• [REQUIREMENTS] Rewrite every row below as a numbered list, skipping any blank lines.

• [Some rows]
## Begin

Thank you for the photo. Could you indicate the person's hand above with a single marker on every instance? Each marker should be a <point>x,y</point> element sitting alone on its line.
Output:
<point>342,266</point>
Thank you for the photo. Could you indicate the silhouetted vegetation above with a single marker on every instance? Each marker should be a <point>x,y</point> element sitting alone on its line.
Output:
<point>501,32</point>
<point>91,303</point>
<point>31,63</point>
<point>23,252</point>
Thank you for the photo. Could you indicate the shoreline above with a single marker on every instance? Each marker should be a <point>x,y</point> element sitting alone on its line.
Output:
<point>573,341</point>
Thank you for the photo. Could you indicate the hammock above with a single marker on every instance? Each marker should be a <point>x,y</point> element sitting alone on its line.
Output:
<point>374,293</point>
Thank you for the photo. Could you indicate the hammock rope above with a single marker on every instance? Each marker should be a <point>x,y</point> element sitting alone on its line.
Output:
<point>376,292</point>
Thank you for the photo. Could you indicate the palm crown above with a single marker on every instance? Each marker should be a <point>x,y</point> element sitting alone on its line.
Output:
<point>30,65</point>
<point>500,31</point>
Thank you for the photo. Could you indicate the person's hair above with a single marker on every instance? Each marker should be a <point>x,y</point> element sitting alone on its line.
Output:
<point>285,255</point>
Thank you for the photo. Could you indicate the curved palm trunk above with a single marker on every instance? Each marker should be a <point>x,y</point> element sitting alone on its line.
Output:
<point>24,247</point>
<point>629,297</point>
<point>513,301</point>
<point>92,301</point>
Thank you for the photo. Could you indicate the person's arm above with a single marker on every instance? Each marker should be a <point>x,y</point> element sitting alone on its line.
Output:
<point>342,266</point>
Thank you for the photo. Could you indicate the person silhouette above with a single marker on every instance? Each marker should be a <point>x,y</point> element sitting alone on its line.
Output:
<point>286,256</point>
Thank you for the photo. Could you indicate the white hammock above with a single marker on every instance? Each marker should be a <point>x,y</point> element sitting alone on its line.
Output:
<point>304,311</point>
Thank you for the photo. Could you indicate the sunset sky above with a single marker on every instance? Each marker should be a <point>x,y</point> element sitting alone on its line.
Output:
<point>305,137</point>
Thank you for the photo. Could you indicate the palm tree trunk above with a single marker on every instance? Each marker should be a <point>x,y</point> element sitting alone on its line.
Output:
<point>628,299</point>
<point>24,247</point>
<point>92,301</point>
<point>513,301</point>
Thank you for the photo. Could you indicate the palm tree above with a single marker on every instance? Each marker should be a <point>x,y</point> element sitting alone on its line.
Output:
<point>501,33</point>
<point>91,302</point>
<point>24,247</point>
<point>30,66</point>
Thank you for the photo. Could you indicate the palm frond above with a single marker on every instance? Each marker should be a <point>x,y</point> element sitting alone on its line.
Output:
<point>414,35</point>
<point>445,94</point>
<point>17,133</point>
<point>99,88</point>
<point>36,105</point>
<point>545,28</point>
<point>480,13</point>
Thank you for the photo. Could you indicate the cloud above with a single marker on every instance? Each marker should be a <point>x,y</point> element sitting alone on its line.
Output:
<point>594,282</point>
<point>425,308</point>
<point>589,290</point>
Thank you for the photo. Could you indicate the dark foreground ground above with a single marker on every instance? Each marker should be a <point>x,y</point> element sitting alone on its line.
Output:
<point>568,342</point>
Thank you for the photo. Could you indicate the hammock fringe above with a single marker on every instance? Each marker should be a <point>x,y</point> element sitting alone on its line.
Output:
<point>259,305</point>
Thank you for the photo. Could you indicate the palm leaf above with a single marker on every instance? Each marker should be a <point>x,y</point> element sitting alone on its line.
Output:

## End

• [RESULT BELOW]
1. Thank you for the photo. Could you indicate the person's hand above with a single marker on every instance? Each marker should be a <point>x,y</point> element sitting alone on its line.
2. Output:
3. <point>342,266</point>
4. Thank you for the photo. Could you indicate the silhouetted vegetation above with a single marker on every instance? Each marker should be a <point>x,y</point> element sitting alone on its line.
5. Output:
6. <point>501,32</point>
7. <point>91,303</point>
8. <point>31,63</point>
9. <point>23,252</point>
10. Thank you for the photo. Could you indicate the shoreline above with a single marker on every instance? Each marker should be a <point>x,y</point> element sitting alone on its line.
11. Output:
12. <point>573,341</point>
13. Thank you for the photo. Could you indicate the hammock above with a single marker on every instance? Each marker should be a <point>x,y</point> element sitting alone on its line.
14. Output:
15. <point>374,293</point>
16. Thank you for the photo. Could you indicate the hammock rope above with a single marker on every instance? Each marker should be a <point>x,y</point> element sitting alone on its line.
17. Output:
18. <point>376,292</point>
19. Thank you for the photo. Could you indicate the palm crown above with a single marker on every instance? Each marker should be a <point>x,y</point> element sitting alone on its line.
20. Output:
21. <point>30,65</point>
22. <point>500,31</point>
23. Thank you for the photo. Could you indicate the person's hair above with a single marker on every instance? Each marker should be a <point>x,y</point> element sitting alone on its line.
24. Output:
25. <point>285,255</point>
26. Thank you for the photo. Could you indicate the curved palm trunk above with a single marker on every instance? Each marker should be a <point>x,y</point> element sitting alone on its line.
27. Output:
28. <point>24,247</point>
29. <point>629,297</point>
30. <point>513,301</point>
31. <point>92,301</point>
32. Thank you for the photo. Could you indicate the person's arm above with a single marker on every instance? Each marker should be a <point>x,y</point> element sitting alone on its line.
33. Output:
34. <point>342,266</point>
35. Thank you for the photo. Could you indicate the person silhouette above with a single marker on every instance? Each marker should be a <point>x,y</point> element sitting alone on its line.
36. Output:
37. <point>286,256</point>
38. Thank you for the photo. Could you indicate the white hammock above with a single marker on every instance? Each marker should be a <point>x,y</point> element sitting alone on its line.
39. Output:
40. <point>304,311</point>
41. Thank you for the photo. Could you indicate the sunset sky above with a single marker on every instance? Each marker should be a <point>x,y</point> element sitting alone on its line.
42. Output:
43. <point>305,137</point>
44. Thank you for the photo. Could you indicate the palm tree trunk above with a single marker on every instance? Each marker should be a <point>x,y</point> element sitting alone on its line.
45. Output:
46. <point>628,299</point>
47. <point>24,247</point>
48. <point>92,301</point>
49. <point>513,301</point>
50. Thank you for the photo. Could you indicate the palm tree above with a single marker on every instance? Each marker should be a <point>x,y</point> element sitting alone on its line.
51. Output:
52. <point>501,33</point>
53. <point>91,302</point>
54. <point>24,247</point>
55. <point>30,66</point>
56. Thank you for the photo. Could you indicate the palm frond above with a single marker on every instance? Each marker should be a <point>x,y</point> element sitting alone on its line.
57. Output:
58. <point>414,35</point>
59. <point>445,94</point>
60. <point>17,133</point>
61. <point>99,88</point>
62. <point>36,105</point>
63. <point>545,28</point>
64. <point>480,13</point>
65. Thank you for the photo. Could you indicate the cloud above with a single marker on every instance? Each marker should be a <point>x,y</point> element sitting alone on its line.
66. Output:
67. <point>594,282</point>
68. <point>425,308</point>
69. <point>589,290</point>
70. Thank you for the photo. Could you indicate the dark foreground ground above with a single marker on every instance? Each marker should be a <point>x,y</point> element sitting alone on its line.
71. Output:
72. <point>568,342</point>
73. Thank you for the photo. Could you indicate the hammock fringe above with a single marker on every instance? Each marker should be a <point>x,y</point> element sitting alone on its line.
74. Output:
75. <point>259,305</point>
76. Thank you for the photo. Could you indicate the palm leaf above with a single marker on every instance? Each marker should be a <point>x,y</point> element sitting alone on its line.
77. Output:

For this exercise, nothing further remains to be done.